Pointing and labeling entries:
════
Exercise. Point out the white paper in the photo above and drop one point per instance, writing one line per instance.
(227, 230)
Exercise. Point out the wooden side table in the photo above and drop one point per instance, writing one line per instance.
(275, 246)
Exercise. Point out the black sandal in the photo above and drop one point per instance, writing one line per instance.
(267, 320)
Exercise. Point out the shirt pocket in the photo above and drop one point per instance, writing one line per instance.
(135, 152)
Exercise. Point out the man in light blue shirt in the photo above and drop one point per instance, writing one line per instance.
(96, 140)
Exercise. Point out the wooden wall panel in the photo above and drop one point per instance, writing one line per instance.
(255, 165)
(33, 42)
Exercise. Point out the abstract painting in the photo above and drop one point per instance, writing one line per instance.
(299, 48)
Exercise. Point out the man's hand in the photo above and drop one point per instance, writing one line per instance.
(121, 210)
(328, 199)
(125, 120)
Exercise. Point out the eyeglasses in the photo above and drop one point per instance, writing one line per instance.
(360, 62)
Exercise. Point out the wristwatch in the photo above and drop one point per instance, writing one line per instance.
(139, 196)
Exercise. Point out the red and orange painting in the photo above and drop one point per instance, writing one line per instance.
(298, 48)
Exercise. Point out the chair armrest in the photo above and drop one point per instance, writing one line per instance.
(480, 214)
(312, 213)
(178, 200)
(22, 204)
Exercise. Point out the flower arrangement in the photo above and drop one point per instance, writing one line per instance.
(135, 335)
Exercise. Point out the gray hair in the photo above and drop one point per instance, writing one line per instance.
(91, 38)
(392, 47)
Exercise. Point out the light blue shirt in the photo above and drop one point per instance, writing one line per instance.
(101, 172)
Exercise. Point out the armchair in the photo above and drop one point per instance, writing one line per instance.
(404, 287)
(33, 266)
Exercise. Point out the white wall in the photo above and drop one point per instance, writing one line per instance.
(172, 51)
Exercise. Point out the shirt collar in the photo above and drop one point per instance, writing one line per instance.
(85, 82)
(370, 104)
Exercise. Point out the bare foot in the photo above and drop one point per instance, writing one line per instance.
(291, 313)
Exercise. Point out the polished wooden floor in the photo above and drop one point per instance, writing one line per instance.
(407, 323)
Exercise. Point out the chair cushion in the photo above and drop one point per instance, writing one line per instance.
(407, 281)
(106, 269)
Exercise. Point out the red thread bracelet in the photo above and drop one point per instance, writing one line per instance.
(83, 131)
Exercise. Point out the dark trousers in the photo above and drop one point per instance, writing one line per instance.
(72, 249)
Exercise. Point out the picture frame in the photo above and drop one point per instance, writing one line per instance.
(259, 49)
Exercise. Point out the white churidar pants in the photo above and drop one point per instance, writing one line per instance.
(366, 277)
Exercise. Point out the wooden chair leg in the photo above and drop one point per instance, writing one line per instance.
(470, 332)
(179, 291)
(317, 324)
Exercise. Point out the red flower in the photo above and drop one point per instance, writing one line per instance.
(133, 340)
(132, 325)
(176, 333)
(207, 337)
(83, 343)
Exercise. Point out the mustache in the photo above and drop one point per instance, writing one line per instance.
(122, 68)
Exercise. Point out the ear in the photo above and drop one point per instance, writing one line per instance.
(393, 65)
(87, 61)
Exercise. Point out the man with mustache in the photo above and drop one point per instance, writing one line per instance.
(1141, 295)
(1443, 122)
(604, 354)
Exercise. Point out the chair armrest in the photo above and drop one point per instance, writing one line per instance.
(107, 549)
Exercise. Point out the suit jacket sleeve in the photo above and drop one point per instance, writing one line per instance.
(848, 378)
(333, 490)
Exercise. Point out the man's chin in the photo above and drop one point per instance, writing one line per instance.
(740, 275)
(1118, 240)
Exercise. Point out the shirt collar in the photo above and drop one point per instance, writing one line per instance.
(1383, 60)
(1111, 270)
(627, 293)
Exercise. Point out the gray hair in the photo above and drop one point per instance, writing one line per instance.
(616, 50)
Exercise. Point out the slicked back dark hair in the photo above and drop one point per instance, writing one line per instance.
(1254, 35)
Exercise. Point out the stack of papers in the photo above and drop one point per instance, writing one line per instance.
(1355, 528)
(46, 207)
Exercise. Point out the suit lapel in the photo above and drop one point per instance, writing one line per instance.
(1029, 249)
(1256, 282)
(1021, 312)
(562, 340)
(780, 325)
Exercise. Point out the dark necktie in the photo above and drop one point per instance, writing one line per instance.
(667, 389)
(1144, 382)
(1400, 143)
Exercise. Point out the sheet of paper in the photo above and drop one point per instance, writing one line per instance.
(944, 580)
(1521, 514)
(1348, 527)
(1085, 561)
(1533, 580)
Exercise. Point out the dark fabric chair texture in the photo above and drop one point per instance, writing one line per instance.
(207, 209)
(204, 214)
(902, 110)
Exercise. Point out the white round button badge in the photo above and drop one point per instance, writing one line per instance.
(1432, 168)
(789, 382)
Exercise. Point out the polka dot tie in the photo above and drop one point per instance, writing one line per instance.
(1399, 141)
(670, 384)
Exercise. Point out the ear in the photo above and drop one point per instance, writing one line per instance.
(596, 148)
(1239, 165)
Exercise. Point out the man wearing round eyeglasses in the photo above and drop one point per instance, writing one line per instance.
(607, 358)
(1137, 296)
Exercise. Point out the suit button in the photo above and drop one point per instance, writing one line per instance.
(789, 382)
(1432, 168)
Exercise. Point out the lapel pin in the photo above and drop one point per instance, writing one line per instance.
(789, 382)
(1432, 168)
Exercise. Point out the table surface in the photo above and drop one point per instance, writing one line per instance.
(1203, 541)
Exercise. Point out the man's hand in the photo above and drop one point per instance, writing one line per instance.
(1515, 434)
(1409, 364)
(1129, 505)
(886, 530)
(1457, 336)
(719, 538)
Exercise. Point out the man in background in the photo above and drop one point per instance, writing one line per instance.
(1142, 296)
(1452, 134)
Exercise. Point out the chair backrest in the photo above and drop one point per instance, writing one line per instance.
════
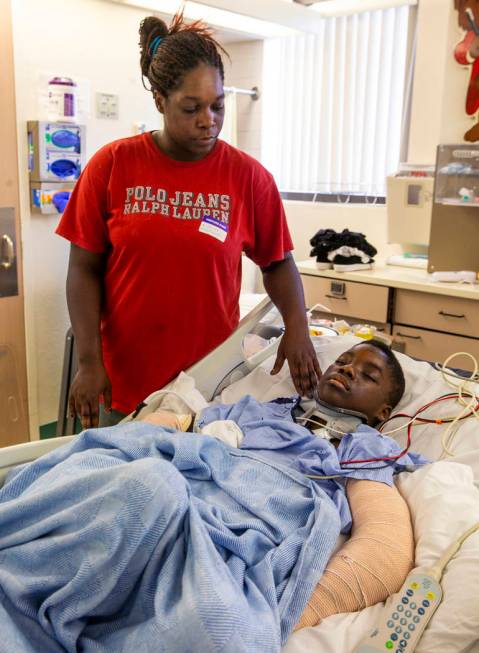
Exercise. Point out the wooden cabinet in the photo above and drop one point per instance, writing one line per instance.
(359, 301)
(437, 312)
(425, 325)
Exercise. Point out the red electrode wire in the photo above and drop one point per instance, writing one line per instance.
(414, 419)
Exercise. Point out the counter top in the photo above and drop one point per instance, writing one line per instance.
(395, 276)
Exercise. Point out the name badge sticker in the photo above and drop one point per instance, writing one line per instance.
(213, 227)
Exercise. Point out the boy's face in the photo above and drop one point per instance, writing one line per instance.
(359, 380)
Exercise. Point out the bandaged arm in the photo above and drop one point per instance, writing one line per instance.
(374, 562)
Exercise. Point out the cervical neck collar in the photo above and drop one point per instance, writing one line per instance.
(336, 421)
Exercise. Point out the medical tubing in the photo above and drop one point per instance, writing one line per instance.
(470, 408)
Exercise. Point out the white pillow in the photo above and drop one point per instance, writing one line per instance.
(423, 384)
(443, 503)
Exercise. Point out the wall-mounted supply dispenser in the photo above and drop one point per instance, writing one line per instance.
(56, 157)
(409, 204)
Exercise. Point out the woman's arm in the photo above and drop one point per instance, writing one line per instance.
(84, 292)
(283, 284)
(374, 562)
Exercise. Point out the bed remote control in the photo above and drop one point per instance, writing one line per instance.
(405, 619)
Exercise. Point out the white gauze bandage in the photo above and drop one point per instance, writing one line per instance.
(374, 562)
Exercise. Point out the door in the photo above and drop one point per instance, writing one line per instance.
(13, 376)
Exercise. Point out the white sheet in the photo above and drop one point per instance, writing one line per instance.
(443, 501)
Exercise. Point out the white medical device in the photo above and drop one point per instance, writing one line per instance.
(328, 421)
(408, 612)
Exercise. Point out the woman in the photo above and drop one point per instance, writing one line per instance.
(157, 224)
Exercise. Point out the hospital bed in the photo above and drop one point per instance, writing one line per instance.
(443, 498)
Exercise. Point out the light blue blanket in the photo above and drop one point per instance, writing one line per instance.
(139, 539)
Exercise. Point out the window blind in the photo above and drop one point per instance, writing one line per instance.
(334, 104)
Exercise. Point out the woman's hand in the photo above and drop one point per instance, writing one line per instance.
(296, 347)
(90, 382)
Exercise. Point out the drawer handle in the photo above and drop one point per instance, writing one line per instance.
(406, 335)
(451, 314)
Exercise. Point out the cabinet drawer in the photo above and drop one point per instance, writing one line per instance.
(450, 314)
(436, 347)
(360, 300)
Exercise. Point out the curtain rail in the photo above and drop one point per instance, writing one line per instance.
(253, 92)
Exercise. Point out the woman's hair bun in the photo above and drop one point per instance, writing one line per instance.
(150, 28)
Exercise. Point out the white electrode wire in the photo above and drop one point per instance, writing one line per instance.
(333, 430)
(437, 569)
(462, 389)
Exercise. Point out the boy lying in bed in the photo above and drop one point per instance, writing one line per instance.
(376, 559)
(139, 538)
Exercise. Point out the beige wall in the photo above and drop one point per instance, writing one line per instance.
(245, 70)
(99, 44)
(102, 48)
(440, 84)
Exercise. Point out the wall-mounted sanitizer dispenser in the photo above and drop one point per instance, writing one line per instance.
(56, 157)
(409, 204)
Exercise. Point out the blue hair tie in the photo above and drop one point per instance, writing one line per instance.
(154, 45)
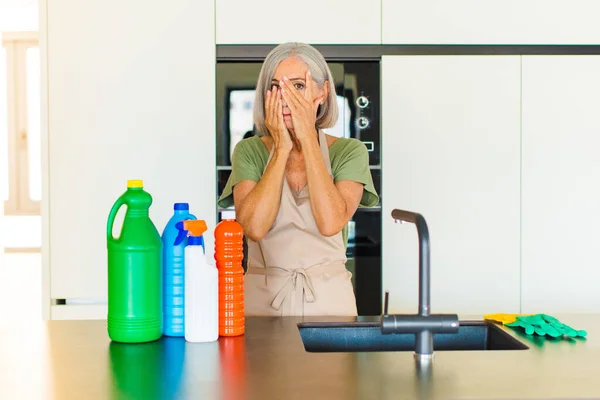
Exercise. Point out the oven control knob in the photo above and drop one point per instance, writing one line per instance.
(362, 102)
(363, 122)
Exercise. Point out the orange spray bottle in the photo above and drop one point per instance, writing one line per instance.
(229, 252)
════
**THE REQUEST**
Can you lay out the entries as a numbered list, starting with the line that contains "Exercise. Point out the white round" and going on through the line that contains "(1137, 296)", leaving out any blank lines?

**SOLUTION TO THE PROBLEM**
1. Exercise. Point out the white round button badge in the photo above and drop one point per instance, writing one line per instance.
2. (1432, 168)
3. (789, 382)
4. Exercise. Point out the polka dot tie in the photo above and drop one point per instance, writing one line per instance.
5. (1399, 141)
6. (670, 384)
7. Exercise. Point out the ear in the photo above and drop one point per instance, writing one line per instance.
8. (596, 148)
9. (1239, 165)
10. Exercise. Point out the man wearing round eyeglasses in the photo above and drop one point per instance, writing one line per instance.
11. (607, 358)
12. (1137, 296)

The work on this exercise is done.